Beautiful and warm weather arrived a few hours before a storm.
I was leading a small private walk in Prospect Park (a birthday gift from a London sister to her Brooklyn sister, who brought a couple of friends). We met at Grand Army Plaza and walked south.
Leaves are falling, but there is still a lot of green in our urban woods.
And then a telltale sign of good things to come. Honey mushrooms (Armillaria spp), well beyond their prime on a dead tree (they killed it, it's what they do).
Look beyond the tree's stump and you may find a newer, firmer, fresher generation, matching the leaf litter perfectly.
Honey mushrooms have white a spore print. And that does not imply that any mushroom with a white spore print is good to eat. No. But in the case of a possible "honey" ID you want a white spore print; one of its potential lookalikes - which is toxic - has a brown spore print. Please join a local mycological society if you would like to learn more about mushrooms, and especially about eating them.
And then on, happily, to larger things: giant puffballs - Calvatia gigantea. Like huge softballs on the dead leaves, they were a little nibbled, but in prime condition. Our party of four split the largest and firmest very happily, and we left the others (on the walk home I noticed a couple pouncing on one of the ones we'd left behind).
There is little need to be greedy with puffballs - one big 'un can feed you for days. The texture inside is like tofu, or melted haloumi cheese, or roasted bone marrow, but mostly like puffball. They grill beautifully.

● GIVEN INFORMATION:
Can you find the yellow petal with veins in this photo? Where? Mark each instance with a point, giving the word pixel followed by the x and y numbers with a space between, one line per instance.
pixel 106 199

● STUDY QUESTIONS:
a - In the Prospect Park walk account above, what spore print color does the toxic lookalike of the honey mushroom have?
b - Pick up the Prospect Park walk account above where it stops and keep writing it.

● ANSWERS TO THE PROBLEMS:
a - Brown.

b -
We stopped for a picnic of pink quail eggs and mugwort dipping salt and a dessert of spicebush-poached pears. Hot hen of the woods soup, inbetween. Some people had dessert first. Which is what being an adult is all about.
And then it was home, again, through the trees.
It was summer-warm. Everyone was in the park.
I collected my bike at Grand Army Plaza and rode home, downhill almost all the way, the wind in my hair.
I stopped for a minute on one of the bridges over the Gowanus Canal. I think the Superfund cleanup may have begun. There are yellow floating devices along its length that seem to be measuring something (maybe they just melt when it's all too much?) and I saw people in head-to-bootie hazmat suits on a barge, recently. They looked tired. At the far end beyond the second bridge, white foamy gunge continued to gush into the waterway.
Ah, New York.
Puffballs and picnics and autumn and toxic waste, all in one day.
Monday Update: And, TICKS. I was bitten by a damn deer tick. In Brooklyn. Hopefully there will be no more to report. Yes, I am fully informed.